WHAT YOU WILL DO:
Gather every line in the records below that contains the word "blue", and copy each one unchanged.

○ ○ ○ ○ ○ ○ ○

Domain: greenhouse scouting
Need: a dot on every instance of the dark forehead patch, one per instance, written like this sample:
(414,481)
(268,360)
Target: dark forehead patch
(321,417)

○ ○ ○ ○ ○ ○ ○

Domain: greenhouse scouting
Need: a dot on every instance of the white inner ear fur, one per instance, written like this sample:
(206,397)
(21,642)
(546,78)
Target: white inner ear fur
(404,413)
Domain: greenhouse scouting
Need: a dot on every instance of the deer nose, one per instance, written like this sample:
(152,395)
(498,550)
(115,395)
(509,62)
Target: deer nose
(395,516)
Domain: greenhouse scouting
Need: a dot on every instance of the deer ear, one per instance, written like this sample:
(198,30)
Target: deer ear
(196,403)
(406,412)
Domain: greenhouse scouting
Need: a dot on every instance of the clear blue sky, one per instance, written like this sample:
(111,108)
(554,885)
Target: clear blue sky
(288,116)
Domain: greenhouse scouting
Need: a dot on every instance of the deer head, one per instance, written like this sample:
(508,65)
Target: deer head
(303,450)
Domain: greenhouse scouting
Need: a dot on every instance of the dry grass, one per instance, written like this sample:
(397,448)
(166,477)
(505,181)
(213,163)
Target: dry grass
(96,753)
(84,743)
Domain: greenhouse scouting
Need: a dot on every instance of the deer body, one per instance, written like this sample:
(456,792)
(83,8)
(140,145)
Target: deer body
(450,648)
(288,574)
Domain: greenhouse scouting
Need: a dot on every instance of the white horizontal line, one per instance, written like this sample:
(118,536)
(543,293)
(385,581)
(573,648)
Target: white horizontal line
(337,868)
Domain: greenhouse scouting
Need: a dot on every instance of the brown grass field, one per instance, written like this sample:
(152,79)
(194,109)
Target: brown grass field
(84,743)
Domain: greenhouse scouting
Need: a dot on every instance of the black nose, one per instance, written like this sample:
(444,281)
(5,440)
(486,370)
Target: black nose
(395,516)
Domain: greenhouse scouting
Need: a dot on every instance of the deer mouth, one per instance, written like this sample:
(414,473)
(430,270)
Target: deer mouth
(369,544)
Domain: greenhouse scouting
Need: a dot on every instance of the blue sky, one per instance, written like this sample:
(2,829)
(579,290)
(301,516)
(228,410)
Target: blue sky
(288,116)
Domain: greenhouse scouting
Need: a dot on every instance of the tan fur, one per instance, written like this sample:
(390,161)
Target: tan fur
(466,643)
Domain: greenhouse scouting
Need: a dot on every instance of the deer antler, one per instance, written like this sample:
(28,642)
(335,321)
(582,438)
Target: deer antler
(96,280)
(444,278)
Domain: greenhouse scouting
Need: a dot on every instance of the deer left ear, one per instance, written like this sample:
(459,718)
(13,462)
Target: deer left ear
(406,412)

○ ○ ○ ○ ○ ○ ○

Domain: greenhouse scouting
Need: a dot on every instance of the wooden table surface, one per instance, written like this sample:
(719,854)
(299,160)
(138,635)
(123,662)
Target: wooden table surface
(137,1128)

○ ○ ○ ○ ○ ○ ○

RESULT:
Need: a dot on every instance of the clear blue sky, one per instance, written like this sample:
Target: clear blue sky
Need: a dot on every instance of the blue sky, one per instance, written like this sample:
Target: blue sky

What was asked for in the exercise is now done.